**PROBLEM TO WORK ON:**
Write out, unchanged, the lines of the data below from the line with "like x=93 y=674." up to and including the line with "x=508 y=334".
•••••
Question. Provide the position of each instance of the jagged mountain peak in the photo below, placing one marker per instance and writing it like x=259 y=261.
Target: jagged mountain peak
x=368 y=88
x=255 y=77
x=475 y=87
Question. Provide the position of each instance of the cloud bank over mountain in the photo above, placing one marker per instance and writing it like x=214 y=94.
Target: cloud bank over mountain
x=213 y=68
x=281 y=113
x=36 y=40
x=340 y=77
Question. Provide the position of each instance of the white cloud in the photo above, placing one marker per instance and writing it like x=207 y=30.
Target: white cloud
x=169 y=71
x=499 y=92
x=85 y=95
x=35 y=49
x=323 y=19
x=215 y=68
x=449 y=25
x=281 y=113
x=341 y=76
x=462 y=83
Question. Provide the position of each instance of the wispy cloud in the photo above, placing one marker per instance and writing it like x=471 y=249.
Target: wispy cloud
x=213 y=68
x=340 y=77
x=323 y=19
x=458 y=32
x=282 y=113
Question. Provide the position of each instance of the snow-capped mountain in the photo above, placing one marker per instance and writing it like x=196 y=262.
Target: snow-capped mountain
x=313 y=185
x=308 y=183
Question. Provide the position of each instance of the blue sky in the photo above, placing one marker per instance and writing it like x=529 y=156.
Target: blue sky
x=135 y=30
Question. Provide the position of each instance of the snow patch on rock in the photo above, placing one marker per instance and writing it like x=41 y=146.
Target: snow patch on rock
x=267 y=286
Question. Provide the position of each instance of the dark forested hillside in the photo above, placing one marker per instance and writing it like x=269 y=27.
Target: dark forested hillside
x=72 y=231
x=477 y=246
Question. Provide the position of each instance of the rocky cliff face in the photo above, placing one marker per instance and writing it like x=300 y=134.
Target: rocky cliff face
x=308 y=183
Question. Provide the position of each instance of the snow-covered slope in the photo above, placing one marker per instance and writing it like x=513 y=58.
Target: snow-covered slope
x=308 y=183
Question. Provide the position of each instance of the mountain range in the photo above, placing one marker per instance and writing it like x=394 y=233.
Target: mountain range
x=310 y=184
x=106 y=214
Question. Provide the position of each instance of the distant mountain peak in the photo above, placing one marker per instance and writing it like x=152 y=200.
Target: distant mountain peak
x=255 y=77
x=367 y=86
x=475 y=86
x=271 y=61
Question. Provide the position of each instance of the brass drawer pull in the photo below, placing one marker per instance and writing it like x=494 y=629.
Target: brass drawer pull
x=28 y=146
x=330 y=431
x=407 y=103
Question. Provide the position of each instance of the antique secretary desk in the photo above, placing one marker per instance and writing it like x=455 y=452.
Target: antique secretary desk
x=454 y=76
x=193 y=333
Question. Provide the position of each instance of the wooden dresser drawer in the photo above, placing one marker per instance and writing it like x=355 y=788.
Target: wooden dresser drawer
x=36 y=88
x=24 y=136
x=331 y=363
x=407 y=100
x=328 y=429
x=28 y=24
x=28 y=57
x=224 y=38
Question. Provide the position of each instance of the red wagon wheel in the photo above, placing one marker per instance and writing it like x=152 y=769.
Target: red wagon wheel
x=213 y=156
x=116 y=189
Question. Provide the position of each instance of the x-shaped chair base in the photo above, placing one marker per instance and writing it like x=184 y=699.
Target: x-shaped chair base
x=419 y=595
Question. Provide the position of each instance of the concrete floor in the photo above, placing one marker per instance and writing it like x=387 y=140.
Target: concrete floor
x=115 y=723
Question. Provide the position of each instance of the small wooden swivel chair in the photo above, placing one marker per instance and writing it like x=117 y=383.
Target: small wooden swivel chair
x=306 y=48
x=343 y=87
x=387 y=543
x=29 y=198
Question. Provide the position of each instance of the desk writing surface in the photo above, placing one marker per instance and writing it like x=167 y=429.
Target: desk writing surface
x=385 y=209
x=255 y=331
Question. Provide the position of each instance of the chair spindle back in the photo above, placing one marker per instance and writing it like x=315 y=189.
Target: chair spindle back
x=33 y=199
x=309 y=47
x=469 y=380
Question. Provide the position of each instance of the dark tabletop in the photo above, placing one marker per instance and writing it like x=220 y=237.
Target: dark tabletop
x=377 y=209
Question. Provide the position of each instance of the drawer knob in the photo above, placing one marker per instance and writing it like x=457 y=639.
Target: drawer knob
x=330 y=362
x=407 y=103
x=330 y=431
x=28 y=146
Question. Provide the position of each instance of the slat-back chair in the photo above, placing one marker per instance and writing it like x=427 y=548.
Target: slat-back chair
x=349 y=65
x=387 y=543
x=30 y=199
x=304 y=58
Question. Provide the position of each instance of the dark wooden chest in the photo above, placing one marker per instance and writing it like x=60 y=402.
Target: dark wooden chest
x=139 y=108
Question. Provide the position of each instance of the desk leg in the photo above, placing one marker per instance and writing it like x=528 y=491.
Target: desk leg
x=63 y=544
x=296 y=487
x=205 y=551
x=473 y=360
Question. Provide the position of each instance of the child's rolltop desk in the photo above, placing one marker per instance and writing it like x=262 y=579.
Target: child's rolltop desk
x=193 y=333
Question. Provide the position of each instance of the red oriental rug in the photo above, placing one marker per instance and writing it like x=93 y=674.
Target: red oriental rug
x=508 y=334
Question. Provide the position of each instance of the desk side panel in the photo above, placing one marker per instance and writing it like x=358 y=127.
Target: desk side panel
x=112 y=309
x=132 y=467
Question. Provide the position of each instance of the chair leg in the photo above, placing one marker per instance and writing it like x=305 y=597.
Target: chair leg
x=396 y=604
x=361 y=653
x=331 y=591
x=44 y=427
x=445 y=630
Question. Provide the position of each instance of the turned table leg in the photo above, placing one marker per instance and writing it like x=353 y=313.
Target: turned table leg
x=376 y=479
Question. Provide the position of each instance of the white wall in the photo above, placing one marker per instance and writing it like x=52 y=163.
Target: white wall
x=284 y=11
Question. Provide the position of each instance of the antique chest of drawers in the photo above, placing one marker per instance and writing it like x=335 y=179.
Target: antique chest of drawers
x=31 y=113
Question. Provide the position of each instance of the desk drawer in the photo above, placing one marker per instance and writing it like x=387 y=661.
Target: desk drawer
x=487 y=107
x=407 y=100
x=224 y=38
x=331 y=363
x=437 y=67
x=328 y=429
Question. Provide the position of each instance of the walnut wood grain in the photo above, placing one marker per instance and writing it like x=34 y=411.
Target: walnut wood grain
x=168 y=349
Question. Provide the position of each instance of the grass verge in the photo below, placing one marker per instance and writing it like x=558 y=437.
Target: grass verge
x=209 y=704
•••••
**RIGHT ANSWER:**
Question. Provide the position of each instance of the red oriental rug in the photo above, placing one marker per instance and writing it like x=93 y=674.
Target: red oriental rug
x=508 y=334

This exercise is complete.